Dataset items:
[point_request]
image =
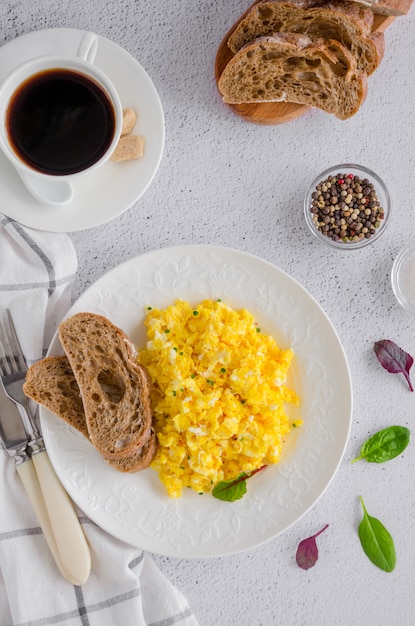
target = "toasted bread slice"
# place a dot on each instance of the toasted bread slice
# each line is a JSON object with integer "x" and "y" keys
{"x": 290, "y": 67}
{"x": 51, "y": 383}
{"x": 346, "y": 22}
{"x": 115, "y": 388}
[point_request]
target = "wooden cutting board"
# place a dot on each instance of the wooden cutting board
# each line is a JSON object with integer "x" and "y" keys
{"x": 272, "y": 112}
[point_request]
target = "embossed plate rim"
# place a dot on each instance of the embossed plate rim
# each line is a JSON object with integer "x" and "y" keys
{"x": 135, "y": 508}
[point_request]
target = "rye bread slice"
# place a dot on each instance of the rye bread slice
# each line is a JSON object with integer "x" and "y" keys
{"x": 115, "y": 388}
{"x": 346, "y": 22}
{"x": 51, "y": 383}
{"x": 288, "y": 67}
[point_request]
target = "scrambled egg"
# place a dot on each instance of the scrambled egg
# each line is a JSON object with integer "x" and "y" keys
{"x": 218, "y": 394}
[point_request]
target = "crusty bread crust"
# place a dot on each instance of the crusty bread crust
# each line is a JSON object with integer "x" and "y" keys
{"x": 290, "y": 67}
{"x": 387, "y": 7}
{"x": 347, "y": 22}
{"x": 114, "y": 387}
{"x": 51, "y": 383}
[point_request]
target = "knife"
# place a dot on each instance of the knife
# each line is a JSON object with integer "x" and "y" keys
{"x": 14, "y": 438}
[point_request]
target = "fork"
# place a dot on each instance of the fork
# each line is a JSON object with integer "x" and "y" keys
{"x": 70, "y": 540}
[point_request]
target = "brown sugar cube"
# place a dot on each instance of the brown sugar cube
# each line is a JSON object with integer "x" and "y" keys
{"x": 129, "y": 147}
{"x": 129, "y": 118}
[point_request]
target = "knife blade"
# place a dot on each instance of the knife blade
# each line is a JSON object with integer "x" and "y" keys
{"x": 14, "y": 438}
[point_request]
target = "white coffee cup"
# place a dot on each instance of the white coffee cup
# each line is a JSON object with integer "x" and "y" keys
{"x": 55, "y": 188}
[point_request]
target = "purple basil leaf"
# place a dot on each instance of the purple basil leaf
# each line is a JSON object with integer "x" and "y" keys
{"x": 394, "y": 359}
{"x": 307, "y": 551}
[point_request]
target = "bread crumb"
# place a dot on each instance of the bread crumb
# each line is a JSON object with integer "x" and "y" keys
{"x": 129, "y": 118}
{"x": 129, "y": 148}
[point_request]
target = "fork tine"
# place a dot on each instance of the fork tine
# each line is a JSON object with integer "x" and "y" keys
{"x": 12, "y": 359}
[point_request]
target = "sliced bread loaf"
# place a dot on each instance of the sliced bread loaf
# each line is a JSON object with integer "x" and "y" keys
{"x": 290, "y": 67}
{"x": 346, "y": 22}
{"x": 51, "y": 383}
{"x": 115, "y": 388}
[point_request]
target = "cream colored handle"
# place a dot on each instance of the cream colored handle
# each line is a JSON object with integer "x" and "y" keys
{"x": 30, "y": 482}
{"x": 70, "y": 539}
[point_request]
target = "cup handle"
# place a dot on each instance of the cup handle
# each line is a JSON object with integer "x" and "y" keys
{"x": 88, "y": 47}
{"x": 50, "y": 192}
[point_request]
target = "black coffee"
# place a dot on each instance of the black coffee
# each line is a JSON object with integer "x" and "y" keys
{"x": 60, "y": 122}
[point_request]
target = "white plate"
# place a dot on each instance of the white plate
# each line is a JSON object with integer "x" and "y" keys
{"x": 135, "y": 508}
{"x": 105, "y": 194}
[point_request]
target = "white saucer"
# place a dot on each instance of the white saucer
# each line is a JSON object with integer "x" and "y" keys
{"x": 103, "y": 195}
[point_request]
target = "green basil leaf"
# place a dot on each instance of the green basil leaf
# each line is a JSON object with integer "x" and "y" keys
{"x": 376, "y": 541}
{"x": 384, "y": 445}
{"x": 231, "y": 490}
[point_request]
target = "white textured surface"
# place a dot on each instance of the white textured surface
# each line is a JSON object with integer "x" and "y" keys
{"x": 224, "y": 181}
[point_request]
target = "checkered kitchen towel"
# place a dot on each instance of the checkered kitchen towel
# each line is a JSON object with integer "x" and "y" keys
{"x": 125, "y": 586}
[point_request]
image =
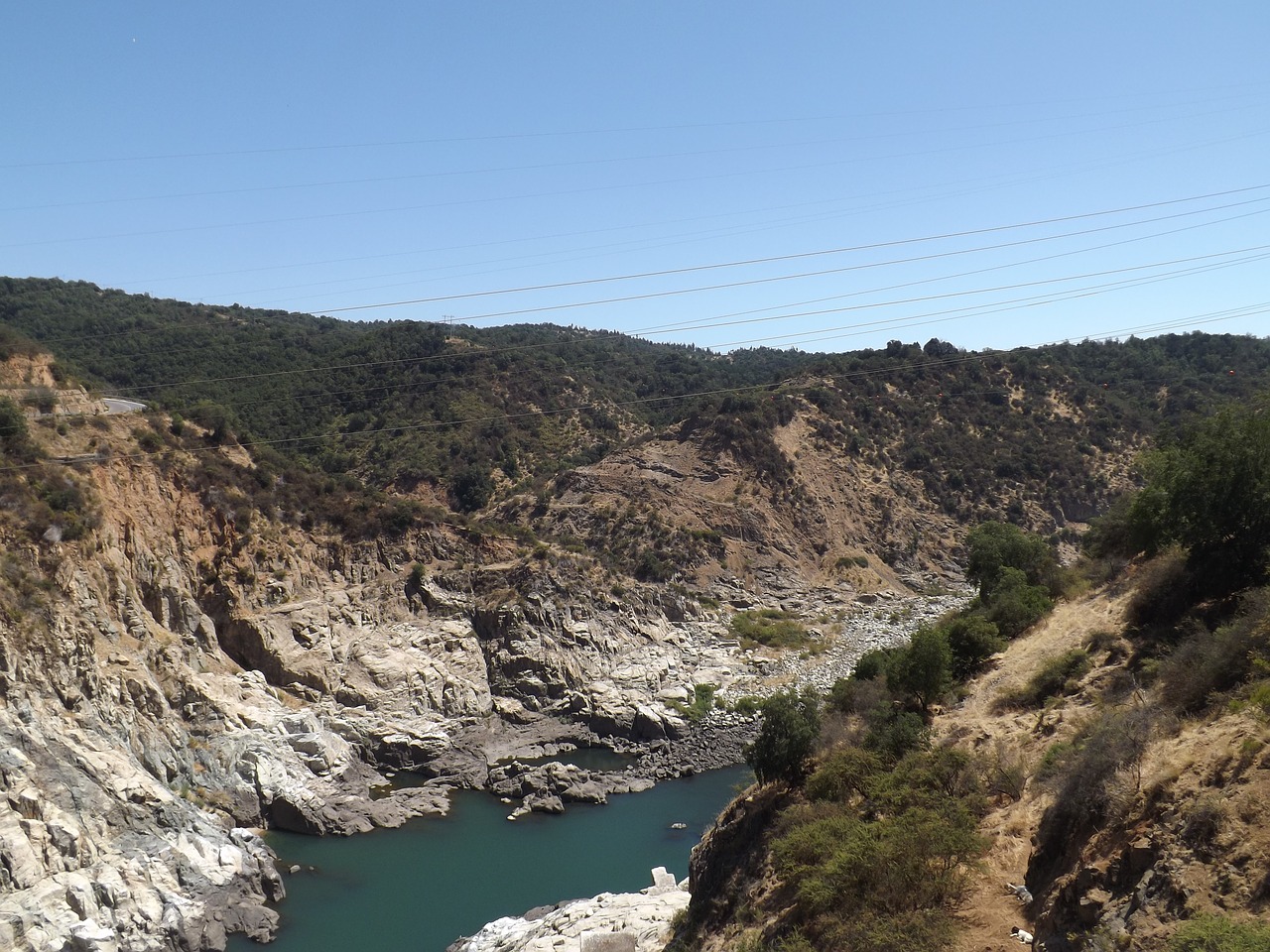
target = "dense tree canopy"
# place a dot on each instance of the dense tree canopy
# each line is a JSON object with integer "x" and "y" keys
{"x": 1209, "y": 490}
{"x": 792, "y": 722}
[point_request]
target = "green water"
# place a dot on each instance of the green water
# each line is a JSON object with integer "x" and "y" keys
{"x": 436, "y": 879}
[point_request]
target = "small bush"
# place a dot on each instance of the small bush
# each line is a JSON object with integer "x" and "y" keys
{"x": 1162, "y": 592}
{"x": 1207, "y": 664}
{"x": 1205, "y": 821}
{"x": 771, "y": 627}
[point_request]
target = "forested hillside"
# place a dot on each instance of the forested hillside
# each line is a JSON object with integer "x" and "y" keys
{"x": 467, "y": 416}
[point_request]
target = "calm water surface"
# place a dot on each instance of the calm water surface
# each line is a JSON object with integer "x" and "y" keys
{"x": 436, "y": 879}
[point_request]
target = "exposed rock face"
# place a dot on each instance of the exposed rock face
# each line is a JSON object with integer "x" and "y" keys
{"x": 180, "y": 675}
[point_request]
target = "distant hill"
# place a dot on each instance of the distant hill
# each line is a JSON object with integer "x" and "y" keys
{"x": 470, "y": 416}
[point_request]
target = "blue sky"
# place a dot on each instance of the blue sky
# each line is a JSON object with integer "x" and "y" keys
{"x": 821, "y": 176}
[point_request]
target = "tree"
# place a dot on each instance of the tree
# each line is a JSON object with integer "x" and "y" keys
{"x": 14, "y": 435}
{"x": 1016, "y": 606}
{"x": 971, "y": 640}
{"x": 996, "y": 546}
{"x": 792, "y": 724}
{"x": 1210, "y": 493}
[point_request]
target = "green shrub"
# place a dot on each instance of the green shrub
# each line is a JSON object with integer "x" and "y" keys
{"x": 792, "y": 722}
{"x": 973, "y": 640}
{"x": 1016, "y": 604}
{"x": 922, "y": 669}
{"x": 1207, "y": 664}
{"x": 771, "y": 627}
{"x": 880, "y": 858}
{"x": 1219, "y": 933}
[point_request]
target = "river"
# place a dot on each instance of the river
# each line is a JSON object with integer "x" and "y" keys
{"x": 422, "y": 887}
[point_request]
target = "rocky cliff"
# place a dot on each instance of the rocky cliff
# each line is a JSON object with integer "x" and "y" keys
{"x": 183, "y": 669}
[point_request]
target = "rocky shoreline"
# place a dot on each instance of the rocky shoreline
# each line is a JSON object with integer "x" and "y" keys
{"x": 611, "y": 921}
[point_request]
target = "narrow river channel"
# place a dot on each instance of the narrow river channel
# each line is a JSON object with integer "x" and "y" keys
{"x": 436, "y": 879}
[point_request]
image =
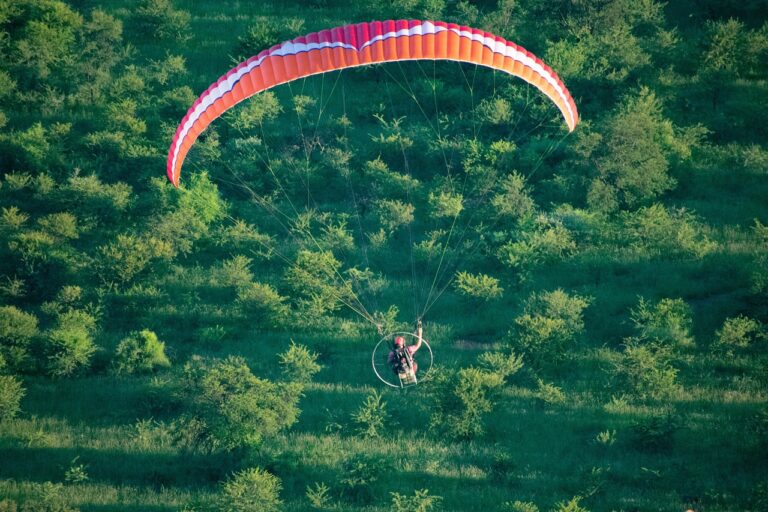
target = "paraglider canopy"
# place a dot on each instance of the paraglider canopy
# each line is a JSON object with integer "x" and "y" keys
{"x": 360, "y": 45}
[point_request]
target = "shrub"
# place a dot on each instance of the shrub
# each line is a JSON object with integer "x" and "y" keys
{"x": 501, "y": 363}
{"x": 462, "y": 400}
{"x": 647, "y": 371}
{"x": 227, "y": 407}
{"x": 298, "y": 363}
{"x": 655, "y": 433}
{"x": 550, "y": 322}
{"x": 251, "y": 490}
{"x": 572, "y": 505}
{"x": 421, "y": 501}
{"x": 140, "y": 352}
{"x": 318, "y": 495}
{"x": 11, "y": 393}
{"x": 737, "y": 333}
{"x": 262, "y": 304}
{"x": 70, "y": 345}
{"x": 478, "y": 286}
{"x": 520, "y": 506}
{"x": 159, "y": 18}
{"x": 372, "y": 415}
{"x": 17, "y": 329}
{"x": 549, "y": 393}
{"x": 667, "y": 322}
{"x": 360, "y": 475}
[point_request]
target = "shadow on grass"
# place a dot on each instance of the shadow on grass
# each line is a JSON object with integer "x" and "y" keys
{"x": 114, "y": 467}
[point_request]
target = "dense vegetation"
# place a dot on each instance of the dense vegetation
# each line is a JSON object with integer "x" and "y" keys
{"x": 596, "y": 302}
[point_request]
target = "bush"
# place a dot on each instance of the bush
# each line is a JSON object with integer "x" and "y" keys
{"x": 549, "y": 393}
{"x": 737, "y": 333}
{"x": 572, "y": 505}
{"x": 299, "y": 364}
{"x": 667, "y": 322}
{"x": 479, "y": 286}
{"x": 520, "y": 506}
{"x": 421, "y": 501}
{"x": 550, "y": 323}
{"x": 70, "y": 343}
{"x": 227, "y": 407}
{"x": 251, "y": 490}
{"x": 655, "y": 433}
{"x": 17, "y": 329}
{"x": 462, "y": 400}
{"x": 262, "y": 304}
{"x": 11, "y": 393}
{"x": 161, "y": 20}
{"x": 360, "y": 475}
{"x": 140, "y": 352}
{"x": 647, "y": 371}
{"x": 372, "y": 415}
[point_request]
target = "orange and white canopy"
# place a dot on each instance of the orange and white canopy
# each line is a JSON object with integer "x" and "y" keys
{"x": 360, "y": 45}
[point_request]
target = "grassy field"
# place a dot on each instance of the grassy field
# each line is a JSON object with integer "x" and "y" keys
{"x": 579, "y": 427}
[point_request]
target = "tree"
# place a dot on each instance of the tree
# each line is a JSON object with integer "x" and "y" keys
{"x": 633, "y": 164}
{"x": 737, "y": 333}
{"x": 299, "y": 364}
{"x": 262, "y": 304}
{"x": 251, "y": 490}
{"x": 667, "y": 322}
{"x": 646, "y": 370}
{"x": 550, "y": 323}
{"x": 69, "y": 344}
{"x": 11, "y": 393}
{"x": 421, "y": 501}
{"x": 513, "y": 200}
{"x": 159, "y": 19}
{"x": 478, "y": 286}
{"x": 227, "y": 407}
{"x": 17, "y": 330}
{"x": 140, "y": 352}
{"x": 371, "y": 416}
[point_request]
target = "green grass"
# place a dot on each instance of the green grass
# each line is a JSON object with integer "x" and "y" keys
{"x": 119, "y": 428}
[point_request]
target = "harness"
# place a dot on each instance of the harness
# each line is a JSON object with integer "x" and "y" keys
{"x": 403, "y": 366}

*Direction*
Extract every line of the items above that contains the word "board", matching case exactly.

*Final result*
target = "wooden cutting board"
# place a dot on each instance of the wooden cutting board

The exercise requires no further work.